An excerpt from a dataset

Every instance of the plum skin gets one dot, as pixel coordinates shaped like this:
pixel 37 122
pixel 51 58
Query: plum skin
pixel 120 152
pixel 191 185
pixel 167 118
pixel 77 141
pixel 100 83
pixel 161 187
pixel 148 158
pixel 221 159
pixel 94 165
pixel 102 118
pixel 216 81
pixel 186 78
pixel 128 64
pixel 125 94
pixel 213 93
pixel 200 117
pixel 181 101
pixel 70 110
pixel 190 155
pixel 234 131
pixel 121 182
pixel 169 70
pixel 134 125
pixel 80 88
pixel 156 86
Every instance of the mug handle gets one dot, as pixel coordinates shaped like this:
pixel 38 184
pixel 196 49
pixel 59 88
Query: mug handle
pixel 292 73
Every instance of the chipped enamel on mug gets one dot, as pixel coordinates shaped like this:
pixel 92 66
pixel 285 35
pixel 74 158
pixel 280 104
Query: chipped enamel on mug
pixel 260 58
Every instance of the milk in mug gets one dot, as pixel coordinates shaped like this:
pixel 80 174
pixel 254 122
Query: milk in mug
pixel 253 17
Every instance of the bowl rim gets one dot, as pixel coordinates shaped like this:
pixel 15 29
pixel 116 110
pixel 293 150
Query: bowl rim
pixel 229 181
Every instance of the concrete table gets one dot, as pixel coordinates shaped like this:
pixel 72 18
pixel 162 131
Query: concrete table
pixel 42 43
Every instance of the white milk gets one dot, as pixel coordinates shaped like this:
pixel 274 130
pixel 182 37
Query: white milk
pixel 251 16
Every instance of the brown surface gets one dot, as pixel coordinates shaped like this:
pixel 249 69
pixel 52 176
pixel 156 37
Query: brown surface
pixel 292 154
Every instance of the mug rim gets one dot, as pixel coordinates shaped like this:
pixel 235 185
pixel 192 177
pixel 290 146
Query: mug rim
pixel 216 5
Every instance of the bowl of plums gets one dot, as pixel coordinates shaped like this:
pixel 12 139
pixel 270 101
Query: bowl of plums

» **Problem**
Please reproduce all of the material above word for word, leaving nothing out and changing nothing.

» **Written solution**
Every instance of the plum skin gets one dot, as pixel coordinates shaped like this:
pixel 37 122
pixel 51 58
Query: plum skin
pixel 120 152
pixel 191 185
pixel 167 118
pixel 77 141
pixel 100 83
pixel 161 187
pixel 148 158
pixel 221 159
pixel 94 165
pixel 102 118
pixel 216 81
pixel 186 78
pixel 128 64
pixel 125 94
pixel 213 93
pixel 200 117
pixel 181 101
pixel 70 110
pixel 190 155
pixel 234 131
pixel 121 182
pixel 169 70
pixel 134 125
pixel 80 88
pixel 156 86
Every instance of the mug handle gets one dot, as pixel coordinates shaped like this:
pixel 38 184
pixel 196 49
pixel 59 88
Query: mug handle
pixel 292 73
Every instance of the chipped enamel on mug gets one dot, as pixel coordinates shaped like this:
pixel 92 66
pixel 285 35
pixel 74 158
pixel 280 104
Query: chipped enamel on mug
pixel 260 58
Every instance of the milk in mug gets one dot, as pixel coordinates shaped like this:
pixel 80 174
pixel 254 122
Query: milk in mug
pixel 253 17
Every instance of the bowl rim gets one dot, as pixel coordinates shaped like this:
pixel 15 29
pixel 116 110
pixel 293 150
Query: bowl rim
pixel 229 181
Every instance of the concrete table gets one dot, as pixel coordinates shaped like this:
pixel 72 18
pixel 162 131
Query: concrete table
pixel 42 43
Every instance of the white milk gets one dot, as pixel coordinates shaped like this:
pixel 274 130
pixel 182 37
Query: white milk
pixel 251 16
Every instance of the brown surface gets one dot, as pixel coordinates shaped like this:
pixel 249 69
pixel 52 176
pixel 156 37
Query: brown surface
pixel 292 154
Every instance of the mug rim gets one dot, as pixel coordinates shaped like this:
pixel 235 185
pixel 192 177
pixel 290 146
Query: mug rim
pixel 216 5
Every instance of the bowl of plums gets one dot, as pixel coordinates shaped like this:
pixel 12 139
pixel 270 101
Query: bowl of plums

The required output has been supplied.